* [EXTRATO DA PÁGINA]
Indaga-se, mais uma vez: e se o magistrado não cominar a

inelegibilidade no título judicial, de forma a assentar apenas e tão só

a cassação do diploma? O indivíduo condenado pela prática abusiva

ainda assim permanece inelegível, ou, diante dessa omissão do juiz,

manteria seu estado jurídico de elegibilidade incólume?

Evidentemente, a ausência de menção no título condenatório não

elide a inelegibilidade, a qual seria reconhecida pela incidência do

art. 1º, inciso I, alínea d, da LC nº 64/90.

Noutros termos, a declaração de inelegibilidade, com

espeque no art. 22, XIV, não produz quaisquer efeitos jurídico-

eleitorais imediatos na esfera jurídica do condenado. Diversamente

da pena de cassação do diploma (esta, sim, produz efeitos

imediatos), a existência, ou não, de causa restritiva do ius honorum

somente será aferida em ulterior formalização de registro de

candidatura pelo condenado. Até lá, os efeitos da declaração de

inelegibilidade ficam potencialmente sobrestados, em nada

alterando o estado jurídico do cidadão condenado. Em suma: a

inelegibilidade, também quando constante do título, se traduz

como a mera inadequação subjetiva ao comando jurídico,

constitucional e eleitoral.

* [TRECHO DE ORIGEM]

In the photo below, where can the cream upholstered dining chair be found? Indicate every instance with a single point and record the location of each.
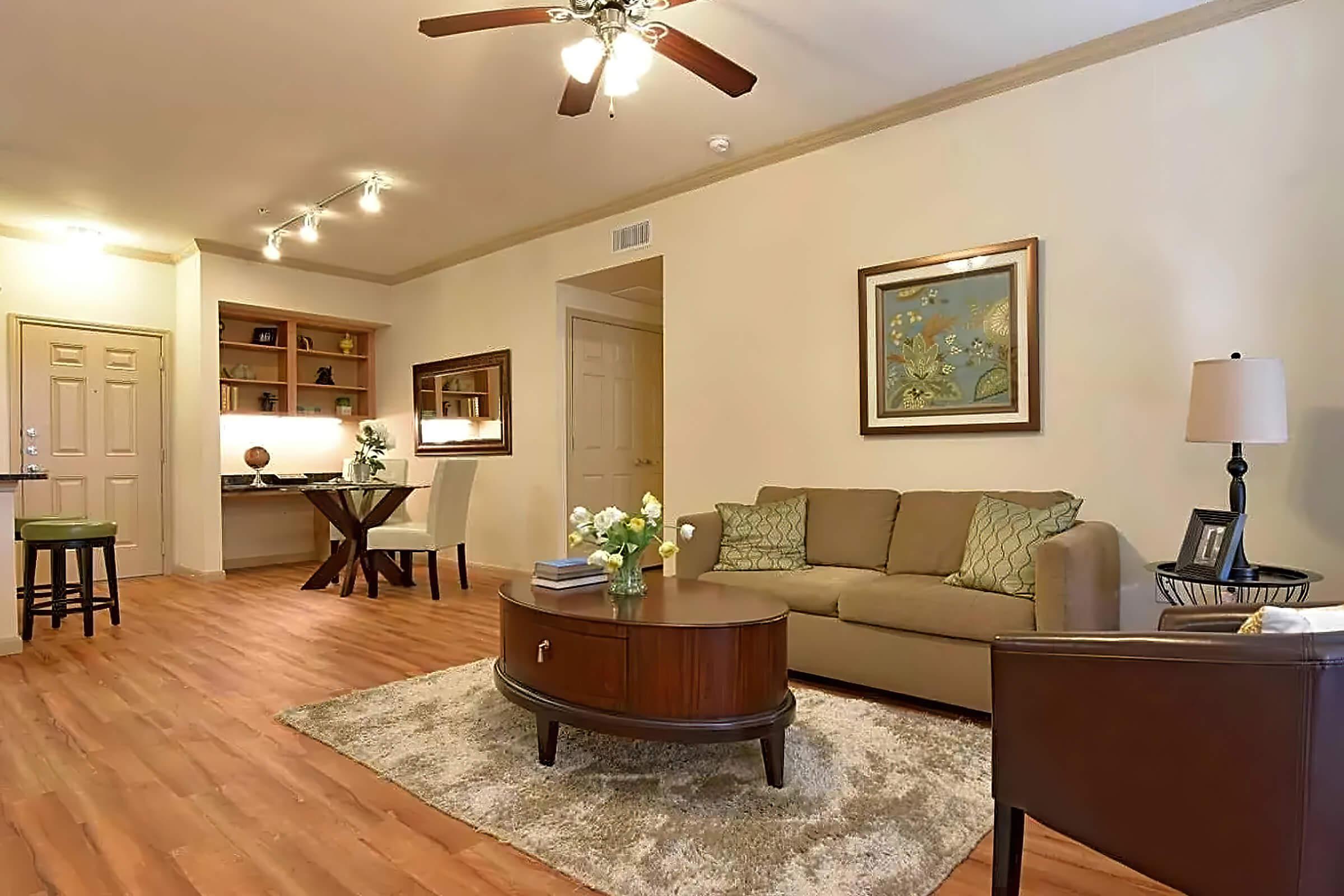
(445, 524)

* [SEU OBJETIVO]
Reescreva a passagem do texto sobre inelegibilidade que vai de "ainda assim permanece" até "LC nº 64/90.", substituindo "ausência" por "falta". Os dados são material à parte, sem ligação com o texto sobre inelegibilidade.

* [RESPOSTA DA TAREFA]
ainda assim permanece inelegível, ou, diante dessa omissão do juiz,

manteria seu estado jurídico de elegibilidade incólume?

Evidentemente, a falta de menção no título condenatório não

elide a inelegibilidade, a qual seria reconhecida pela incidência do

art. 1º, inciso I, alínea d, da LC nº 64/90.